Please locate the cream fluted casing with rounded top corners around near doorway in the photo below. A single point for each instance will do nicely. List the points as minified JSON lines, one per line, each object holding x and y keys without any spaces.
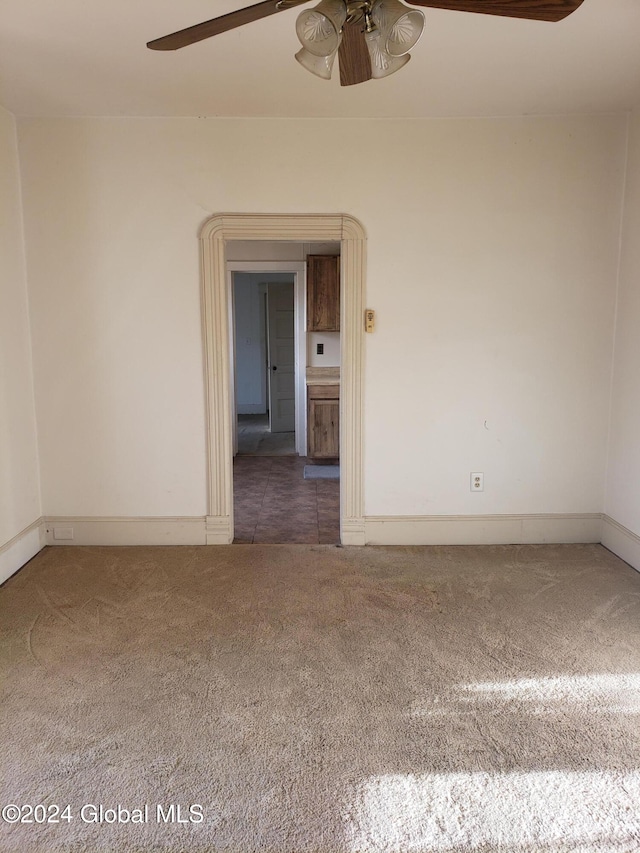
{"x":305,"y":228}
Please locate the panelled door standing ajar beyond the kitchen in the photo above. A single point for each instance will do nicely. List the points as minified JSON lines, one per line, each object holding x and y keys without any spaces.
{"x":282,"y":368}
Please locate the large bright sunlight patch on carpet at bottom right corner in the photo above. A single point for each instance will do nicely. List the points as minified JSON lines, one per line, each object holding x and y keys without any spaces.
{"x":547,"y":810}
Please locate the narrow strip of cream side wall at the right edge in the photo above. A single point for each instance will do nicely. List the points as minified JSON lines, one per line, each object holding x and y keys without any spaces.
{"x":623,"y":483}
+--
Output only the lines from the line that contains "Please locate the large" through the end of the entries, both included, exactly as they appear.

Please locate the large bright sunlight patch on carpet at bottom right corner in the photo above. A single point for each instance will do nicely. List the points as minified JSON lines, one per line, each object holding x and y keys without any spaces.
{"x":547,"y":810}
Please locate the narrow strip of cream side wall at the right edge in the photo above. A single point for each instance will do nicely. List the points as minified JSON lines, one per line, each object holding x and y keys without any spaces.
{"x":623,"y":483}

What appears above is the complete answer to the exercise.